## [Problem requirements]
Could you rewrite the listing below with each "Drop one marker per instance" changed to "Place a single marker on each instance" and every other word kept the same?

------ Supplied entries

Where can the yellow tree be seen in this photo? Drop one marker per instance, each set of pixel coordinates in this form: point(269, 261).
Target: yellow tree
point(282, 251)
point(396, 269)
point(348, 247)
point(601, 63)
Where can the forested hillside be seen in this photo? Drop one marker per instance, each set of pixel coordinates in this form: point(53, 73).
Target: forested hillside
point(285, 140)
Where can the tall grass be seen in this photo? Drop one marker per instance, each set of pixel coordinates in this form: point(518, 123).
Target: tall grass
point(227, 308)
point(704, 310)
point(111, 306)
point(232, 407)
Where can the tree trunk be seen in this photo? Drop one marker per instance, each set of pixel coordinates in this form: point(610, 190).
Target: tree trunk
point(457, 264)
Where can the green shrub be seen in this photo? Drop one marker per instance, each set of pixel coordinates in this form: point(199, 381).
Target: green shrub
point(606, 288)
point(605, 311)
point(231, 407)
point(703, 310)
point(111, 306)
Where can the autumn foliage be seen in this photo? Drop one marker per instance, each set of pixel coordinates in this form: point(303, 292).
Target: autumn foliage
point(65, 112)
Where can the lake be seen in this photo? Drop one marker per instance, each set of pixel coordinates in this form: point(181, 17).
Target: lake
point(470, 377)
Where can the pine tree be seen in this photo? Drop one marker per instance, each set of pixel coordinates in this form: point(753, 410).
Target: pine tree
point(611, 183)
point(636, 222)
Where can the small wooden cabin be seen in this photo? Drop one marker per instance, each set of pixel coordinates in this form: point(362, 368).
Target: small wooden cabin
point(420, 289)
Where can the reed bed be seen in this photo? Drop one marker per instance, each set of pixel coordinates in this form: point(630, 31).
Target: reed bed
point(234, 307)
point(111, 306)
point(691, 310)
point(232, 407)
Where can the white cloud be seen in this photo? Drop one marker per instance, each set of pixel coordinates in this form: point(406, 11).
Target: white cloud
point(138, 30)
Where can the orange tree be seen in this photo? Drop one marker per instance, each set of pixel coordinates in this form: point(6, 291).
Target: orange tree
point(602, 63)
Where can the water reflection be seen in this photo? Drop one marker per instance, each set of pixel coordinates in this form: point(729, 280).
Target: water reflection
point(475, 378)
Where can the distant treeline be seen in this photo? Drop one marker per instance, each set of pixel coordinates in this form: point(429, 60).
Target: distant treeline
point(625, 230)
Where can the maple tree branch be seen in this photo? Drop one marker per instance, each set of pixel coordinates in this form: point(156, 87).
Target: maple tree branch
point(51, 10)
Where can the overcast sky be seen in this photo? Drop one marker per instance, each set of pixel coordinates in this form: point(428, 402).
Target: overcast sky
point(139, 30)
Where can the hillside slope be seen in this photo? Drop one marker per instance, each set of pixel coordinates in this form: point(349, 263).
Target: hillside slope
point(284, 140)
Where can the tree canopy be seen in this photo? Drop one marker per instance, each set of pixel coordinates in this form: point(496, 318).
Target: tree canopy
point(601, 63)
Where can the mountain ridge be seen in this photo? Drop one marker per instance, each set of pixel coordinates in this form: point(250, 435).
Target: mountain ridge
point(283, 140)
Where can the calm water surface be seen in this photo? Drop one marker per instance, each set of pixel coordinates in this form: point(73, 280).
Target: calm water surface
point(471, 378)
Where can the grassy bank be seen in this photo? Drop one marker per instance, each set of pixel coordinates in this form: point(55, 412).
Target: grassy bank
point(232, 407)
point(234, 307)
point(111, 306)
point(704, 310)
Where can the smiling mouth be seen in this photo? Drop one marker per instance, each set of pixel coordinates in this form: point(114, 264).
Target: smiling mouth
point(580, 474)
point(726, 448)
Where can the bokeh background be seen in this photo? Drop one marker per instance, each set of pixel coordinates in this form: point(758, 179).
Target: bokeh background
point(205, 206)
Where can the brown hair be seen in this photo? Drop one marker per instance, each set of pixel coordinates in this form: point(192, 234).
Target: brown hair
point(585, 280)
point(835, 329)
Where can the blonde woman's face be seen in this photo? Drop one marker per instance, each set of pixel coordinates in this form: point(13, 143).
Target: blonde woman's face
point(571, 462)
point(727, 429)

------------

## [Expected answer]
Where can the yellow tree be seen in this photo? Place a single marker on each instance, each set of pixel coordinates in this form: point(269, 261).
Target: yellow tree
point(282, 251)
point(396, 269)
point(348, 247)
point(601, 63)
Where can the forested hillside be seen in this photo? Place a single marker on each instance, each set of pixel coordinates in this form: point(53, 73).
Target: forested hillside
point(285, 140)
Where can the tall grass be seen in this photo? Place a single marker on each instance, each set of pixel coordinates in this form: point(518, 123).
Target: tall grass
point(227, 308)
point(704, 310)
point(111, 306)
point(232, 407)
Where can the tree trunk be seen in this photo? Place a single marker on each instance, each set of pixel coordinates in this form: point(610, 190).
Target: tree trunk
point(457, 264)
Where can the green shrub be seen in this photo? Place a single marker on each instance, each set of pixel coordinates in this form: point(199, 381).
Target: green shrub
point(606, 288)
point(605, 311)
point(231, 407)
point(703, 310)
point(111, 306)
Where can the autumn foliage be seen in this photo? Place a single marker on each instance, each set of pixel coordinates in this form: point(303, 292).
Target: autumn foliage
point(65, 112)
Where can the lake be seen in this photo? Place a single marker on each instance, each set of pixel coordinates in this form: point(181, 17).
Target: lake
point(470, 377)
Where can the pine tree be seen in this photo? Place a single marker on each instance, each set of pixel coordinates in this form: point(753, 410).
Target: pine tree
point(611, 183)
point(636, 222)
Where can the small wooden cabin be seen in this photo? Place a single marker on each instance, each set of pixel coordinates in this form: point(362, 368).
Target: small wooden cabin
point(420, 289)
Where can the reed bed be seen in this photo? Place a single marker on each instance, each set of pixel coordinates in this form: point(630, 31).
Target: reed bed
point(234, 307)
point(111, 306)
point(691, 310)
point(232, 407)
Where can the white cloud be seen in this photo? Place a single marker on each instance, each set of pixel coordinates in this form: point(406, 11).
Target: white cloud
point(138, 30)
Where can the orange tree be seen in this photo? Place a single marker on each instance, each set of pixel coordinates in this form: point(6, 291).
Target: orange tree
point(602, 63)
Where can the water reflection be seen in this photo? Place a single marker on each instance, each set of pixel coordinates in this form: point(729, 280).
Target: water reflection
point(475, 378)
Where can the distant treeline be seen in this photo? Place a single marker on each instance, each set of pixel coordinates in this form: point(429, 60).
Target: distant treeline
point(625, 230)
Where can the maple tree branch be seen in this photo? Place a single marker on each instance, each set of pixel coordinates in this form: point(156, 87).
Target: maple tree branch
point(51, 10)
Where can the overcast sky be seen in this photo? Place a single marker on each instance, each set of pixel coordinates in this form: point(428, 402).
Target: overcast sky
point(139, 30)
Where can the hillside slope be seen in this photo? Place a single marker on each instance, each set of pixel coordinates in this form: point(349, 263).
Target: hillside slope
point(284, 140)
Where can the tree canopy be seen in this photo? Place a single marker on each instance, each set of pixel coordinates in this form: point(496, 318).
Target: tree canopy
point(601, 63)
Where can the mountain ridge be seen in this photo? Place a single marker on each instance, each set of pixel coordinates in this form: point(250, 435).
Target: mountain ridge
point(283, 140)
Where can the calm water surface be seen in this photo? Place a single marker on each instance, each set of pixel coordinates in this form: point(73, 280).
Target: calm water surface
point(471, 378)
Where can the grassy bank be seen in this photo? Place a single marker on each instance, each set of pixel coordinates in this form: point(55, 412).
Target: grassy bank
point(232, 407)
point(234, 307)
point(111, 306)
point(704, 310)
Where can the smiling mouth be seen in this photo? Place a single marker on each instance, each set of pixel coordinates in this form: point(114, 264).
Target: smiling mouth
point(580, 474)
point(726, 448)
Where can the bokeh background be seen in this photo? Place a single marker on each instance, each set of pixel coordinates in this form: point(758, 179).
Target: bokeh background
point(205, 206)
Where can the brown hair be seen in this photo? Place a single marker on each instance, each set of pixel coordinates in this form: point(192, 234).
Target: brown hair
point(585, 280)
point(835, 329)
Where can the blonde woman's face be seen in this photo? Place a single marker on each instance, each set of pixel coordinates in this form: point(13, 143).
Target: blonde woman's face
point(571, 462)
point(727, 429)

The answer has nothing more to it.